Assignment:
In the listing below, a line holding "box: [126, 697, 216, 783]" and a line holding "box: [939, 636, 971, 676]" mark the range. Retype both exactly, with all lines between them.

Dataset extract:

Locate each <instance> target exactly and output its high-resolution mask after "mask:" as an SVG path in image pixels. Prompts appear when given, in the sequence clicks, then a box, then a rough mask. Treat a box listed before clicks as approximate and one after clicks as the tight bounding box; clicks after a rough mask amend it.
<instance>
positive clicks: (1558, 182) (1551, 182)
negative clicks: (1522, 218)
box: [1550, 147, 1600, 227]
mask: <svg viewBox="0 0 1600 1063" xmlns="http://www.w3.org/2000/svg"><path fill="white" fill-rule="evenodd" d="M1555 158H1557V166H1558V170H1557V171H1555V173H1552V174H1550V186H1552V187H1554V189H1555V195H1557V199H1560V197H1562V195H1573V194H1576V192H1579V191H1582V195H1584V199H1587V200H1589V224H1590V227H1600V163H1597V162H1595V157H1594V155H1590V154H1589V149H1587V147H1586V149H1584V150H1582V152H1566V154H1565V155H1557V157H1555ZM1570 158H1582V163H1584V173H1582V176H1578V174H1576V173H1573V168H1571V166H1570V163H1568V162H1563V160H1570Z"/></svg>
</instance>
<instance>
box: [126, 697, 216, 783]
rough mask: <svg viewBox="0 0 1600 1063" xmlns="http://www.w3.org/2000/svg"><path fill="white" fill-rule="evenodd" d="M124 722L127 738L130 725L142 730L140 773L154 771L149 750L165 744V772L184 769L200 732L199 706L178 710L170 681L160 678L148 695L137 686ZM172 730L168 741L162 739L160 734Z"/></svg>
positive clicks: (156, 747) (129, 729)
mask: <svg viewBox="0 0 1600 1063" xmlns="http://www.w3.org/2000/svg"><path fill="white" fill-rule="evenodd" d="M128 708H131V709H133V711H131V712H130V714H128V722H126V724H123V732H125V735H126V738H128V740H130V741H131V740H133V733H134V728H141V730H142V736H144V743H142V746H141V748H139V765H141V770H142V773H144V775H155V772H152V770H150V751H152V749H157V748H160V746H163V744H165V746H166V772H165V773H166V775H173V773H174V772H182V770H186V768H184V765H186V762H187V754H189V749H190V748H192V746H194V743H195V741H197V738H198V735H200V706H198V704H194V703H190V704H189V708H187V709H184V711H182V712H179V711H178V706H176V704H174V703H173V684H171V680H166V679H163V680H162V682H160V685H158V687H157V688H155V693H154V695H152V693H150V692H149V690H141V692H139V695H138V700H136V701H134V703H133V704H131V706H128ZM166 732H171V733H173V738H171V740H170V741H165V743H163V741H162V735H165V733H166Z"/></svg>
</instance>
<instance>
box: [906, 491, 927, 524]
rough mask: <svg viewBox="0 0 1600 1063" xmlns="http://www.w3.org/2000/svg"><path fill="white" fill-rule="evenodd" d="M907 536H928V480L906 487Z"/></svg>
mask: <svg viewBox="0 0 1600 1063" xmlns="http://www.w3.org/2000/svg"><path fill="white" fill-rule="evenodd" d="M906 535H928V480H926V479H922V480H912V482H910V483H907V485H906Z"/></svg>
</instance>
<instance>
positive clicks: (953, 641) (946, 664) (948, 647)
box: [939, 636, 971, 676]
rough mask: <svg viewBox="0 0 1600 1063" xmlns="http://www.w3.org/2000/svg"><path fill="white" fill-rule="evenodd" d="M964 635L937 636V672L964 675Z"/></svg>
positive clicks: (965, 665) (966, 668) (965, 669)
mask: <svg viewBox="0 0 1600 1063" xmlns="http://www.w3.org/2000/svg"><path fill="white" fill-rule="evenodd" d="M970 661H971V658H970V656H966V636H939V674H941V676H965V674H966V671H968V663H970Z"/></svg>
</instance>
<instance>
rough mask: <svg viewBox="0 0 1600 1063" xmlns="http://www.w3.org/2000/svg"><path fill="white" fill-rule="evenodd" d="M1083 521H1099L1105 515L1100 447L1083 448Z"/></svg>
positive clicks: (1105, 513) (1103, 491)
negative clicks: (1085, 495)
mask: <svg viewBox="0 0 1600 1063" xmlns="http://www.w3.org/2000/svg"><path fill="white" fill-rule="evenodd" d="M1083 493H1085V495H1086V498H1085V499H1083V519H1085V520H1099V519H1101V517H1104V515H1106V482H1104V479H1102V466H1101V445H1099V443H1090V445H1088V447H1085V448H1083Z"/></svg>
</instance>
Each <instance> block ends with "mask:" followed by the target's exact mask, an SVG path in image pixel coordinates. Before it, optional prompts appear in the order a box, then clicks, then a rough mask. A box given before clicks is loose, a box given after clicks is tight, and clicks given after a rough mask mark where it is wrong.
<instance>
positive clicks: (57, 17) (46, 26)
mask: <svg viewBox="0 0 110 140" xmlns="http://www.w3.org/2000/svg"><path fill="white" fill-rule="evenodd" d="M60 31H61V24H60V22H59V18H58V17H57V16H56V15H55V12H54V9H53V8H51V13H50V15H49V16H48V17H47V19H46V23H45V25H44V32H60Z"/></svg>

Result of the exercise:
box: [126, 697, 216, 783]
rough mask: <svg viewBox="0 0 1600 1063" xmlns="http://www.w3.org/2000/svg"><path fill="white" fill-rule="evenodd" d="M124 722L127 738L130 725L142 730L140 773L154 771L149 750L165 744V772L184 769L200 732L199 706L178 710L170 681L160 678L148 695L137 686ZM172 730L168 741L162 739L160 734Z"/></svg>
positive clicks: (156, 747) (129, 729)
mask: <svg viewBox="0 0 1600 1063" xmlns="http://www.w3.org/2000/svg"><path fill="white" fill-rule="evenodd" d="M128 708H131V709H133V711H131V712H130V714H128V722H126V724H123V732H125V735H126V738H128V740H130V741H131V740H133V733H134V728H141V730H142V736H144V743H142V746H141V748H139V765H141V770H142V773H144V775H155V772H152V770H150V751H152V749H157V748H160V746H163V744H165V746H166V772H165V773H166V775H173V773H174V772H182V770H186V768H184V765H186V762H187V754H189V749H190V748H192V746H194V743H195V741H197V738H198V735H200V706H198V704H194V703H190V704H189V708H187V709H184V711H182V712H179V711H178V706H176V704H174V703H173V684H171V680H166V679H163V680H162V682H160V685H158V687H157V688H155V693H154V695H152V693H150V692H149V690H141V692H139V695H138V700H136V701H134V703H133V704H131V706H128ZM166 732H171V733H173V738H171V740H170V741H165V743H163V741H162V735H165V733H166Z"/></svg>
</instance>
<instance>
box: [906, 491, 927, 524]
rough mask: <svg viewBox="0 0 1600 1063" xmlns="http://www.w3.org/2000/svg"><path fill="white" fill-rule="evenodd" d="M907 536H928V480L906 487Z"/></svg>
mask: <svg viewBox="0 0 1600 1063" xmlns="http://www.w3.org/2000/svg"><path fill="white" fill-rule="evenodd" d="M906 535H928V480H926V479H922V480H912V482H910V483H907V485H906Z"/></svg>
</instance>
<instance>
positive clicks: (953, 641) (946, 664) (948, 647)
box: [939, 636, 971, 676]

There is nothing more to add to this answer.